PAGE EXTRACT:
══════════════════════════════

The next step in the sequence is the projection of the holographic image,
also for a predetermined period of time. The entire cycle is completed in
less than ten seconds. Because the positioning of the external lamps is
generally concentric about the longitudinal axis of the invention, their
lighting sequence is intended to suggest the convergence of energy on
color filter 24 immediately prior to the projection of the holographic
image. This overall visual effect contributes to the illusion that an
exotic weapon is being operated.
A device which is otherwise identical to the preferred embodiment or an
alternative embodiment of the invention but is characterized by a
different operating sequence or by the operating sequence of the preferred
embodiment where the duration of the operating cycle is ten or more
seconds is also an alternative embodiment of the invention.
The preferred embodiment employs direct current electrical components.
Wiring is run through prepared channels.
An alternative embodiment of the invention uses wall current. The power
supply system employs a transformer and an AC-to-DC converter or
rectifier.
The invention is activated when control unit 142 is switched to the on
position. That action completes the first of three principal electrical
circuits in the invention. The first principal electrical circuit provides
electric power to large electrified panel 160 and the other three large
electrified panels, it also provides electric power to acoustic devices A.
After a predetermined period of time control unit 142 breaks the first
principal circuit and completes the second principal electrical circuit.
That circuit provides electric power to small electrical panel 166 and the
other three small electrified panels, it also provides electric power to
acoustic devices A. After a predetermined period of time control unit 142
breaks the second principal circuit and completes the third principal
electric circuit. The third principal circuit provides electric power to
lamp L, it also provides electric power to acoustic devices A. After a
predetermined period of time control unit 142 breaks the third principal
circuit and he device becomes inactive.
An alternative embodiment of the invention links different acoustic devices
with each principal circuit. In that way each step in the operational
sequence is accompanied by different sound effects.
It can be seen that the invention, through the use of holographic images,
is able to achieve what no simulated weapon heretofore has been able to:
project rays or beams which extend into and occupy space in front of the
invention itself. The invention exploits the optical properties of
holograms to do this. In projecting a pattern of visible rays or beams,
the invention does what no real weapon can do. Real laser beams are
invisible unless they pass through smoke or fog. Only in the media do ray
guns emit rays emit rays which can be seen. But, due to the impact such
portrayals have had on the popular imagination, it is widely assumed that
such weapons could exist. Accordingly, there is a market for any toy which
appears to project real rays or beams as does the invention. The invention
enhances this effect through the impression of converging energy created
by the electrified panels operating in sequence. Sound effects unhindered
by mechanical noises complete the illusion that an exotic weapon is being
operated.
While the above description contains many specificities these should not be
construed as limitations on the scope of the invention, but rather as an
exemplification of the preferred embodiment. Many other variations are
possible. An exhaustive listing of alternative embodiments is impossible.
It is possible, however, to list the most obvious alternative embodiments.
They include:
A) versions of the invention which eliminate elements employed in the
preferred embodiment or add elements to those employed in the preferred
embodiment or both.

══════════════════════════════

DATA ENTRIES:

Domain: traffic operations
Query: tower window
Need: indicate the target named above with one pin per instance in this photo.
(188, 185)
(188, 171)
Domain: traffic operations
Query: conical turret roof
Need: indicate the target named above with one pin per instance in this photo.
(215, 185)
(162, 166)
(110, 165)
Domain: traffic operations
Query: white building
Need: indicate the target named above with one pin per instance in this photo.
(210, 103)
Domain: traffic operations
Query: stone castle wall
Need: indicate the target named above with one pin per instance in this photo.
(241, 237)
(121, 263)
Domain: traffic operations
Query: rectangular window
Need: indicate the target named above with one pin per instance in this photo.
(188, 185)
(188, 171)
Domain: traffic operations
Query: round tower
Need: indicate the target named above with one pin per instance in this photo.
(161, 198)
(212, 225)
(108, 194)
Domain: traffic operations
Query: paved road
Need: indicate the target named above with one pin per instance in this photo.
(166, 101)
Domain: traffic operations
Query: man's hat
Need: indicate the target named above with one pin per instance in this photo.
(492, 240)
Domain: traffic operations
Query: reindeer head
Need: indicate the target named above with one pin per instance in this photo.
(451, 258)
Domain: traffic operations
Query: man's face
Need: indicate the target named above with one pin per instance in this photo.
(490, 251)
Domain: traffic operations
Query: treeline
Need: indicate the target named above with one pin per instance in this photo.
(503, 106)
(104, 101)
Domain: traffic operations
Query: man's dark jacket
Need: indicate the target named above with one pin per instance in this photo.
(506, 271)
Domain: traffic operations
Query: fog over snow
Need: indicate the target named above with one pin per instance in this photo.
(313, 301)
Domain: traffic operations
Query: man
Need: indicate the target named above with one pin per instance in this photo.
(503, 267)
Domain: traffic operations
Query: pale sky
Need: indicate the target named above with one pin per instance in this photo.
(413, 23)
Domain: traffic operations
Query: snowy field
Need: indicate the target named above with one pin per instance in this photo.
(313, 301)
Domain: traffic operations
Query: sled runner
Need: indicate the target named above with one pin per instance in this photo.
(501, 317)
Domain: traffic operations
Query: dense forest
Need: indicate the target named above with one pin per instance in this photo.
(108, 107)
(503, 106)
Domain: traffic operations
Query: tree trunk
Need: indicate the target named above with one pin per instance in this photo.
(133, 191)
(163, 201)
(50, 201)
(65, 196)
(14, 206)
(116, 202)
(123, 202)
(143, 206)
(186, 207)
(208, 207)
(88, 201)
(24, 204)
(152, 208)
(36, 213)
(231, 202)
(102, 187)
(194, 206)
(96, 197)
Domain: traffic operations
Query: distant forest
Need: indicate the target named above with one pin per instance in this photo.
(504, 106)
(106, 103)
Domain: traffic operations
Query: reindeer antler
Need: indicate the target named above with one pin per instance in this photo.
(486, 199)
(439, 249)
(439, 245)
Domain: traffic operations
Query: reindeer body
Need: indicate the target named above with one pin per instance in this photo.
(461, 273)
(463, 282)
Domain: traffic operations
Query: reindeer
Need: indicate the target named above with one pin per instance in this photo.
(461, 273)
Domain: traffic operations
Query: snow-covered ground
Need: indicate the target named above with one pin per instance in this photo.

══════════════════════════════

INSTRUCTIONS:
A. Filter the records and copy out each line that has the word "window" in it. Case matters.
B. Continue the text about the holographic toy weapon from where it stops.

ANSWERS BELOW:
A.
Query: tower window
Query: rectangular window

B.
B) versions of the invention employing elements which are different from
those employed in the preferred embodiment but which are the functional
equivalent of those elements.
C) versions of the invention which are substantially the same as the either
the preferred embodiment or one of the alternative embodiments except that
they can be described differently by including components having names
recognized and established in commerce, but which do not correspond to
those names or terms used in the description of the preferred embodiment
or the alternative embodiments as described below.
D) versions of the invention which are obvious combinations of any of the
alternative embodiments in the above catagories or the preferred
embodiment itself.
Accordingly, the obvious alternative embodiments are the preferred as
described with the indicated modification:
1.) Eliminate the color filter so that the projected image produced by the
hologram is visible in every color of the spectrum.
2.) Eliminate the color filter and use a rainbow-type hologram so that the
projected image produced by the hologram is single image composed of
striations representing every color of the spectrum, but exhibiting only
partial parallax.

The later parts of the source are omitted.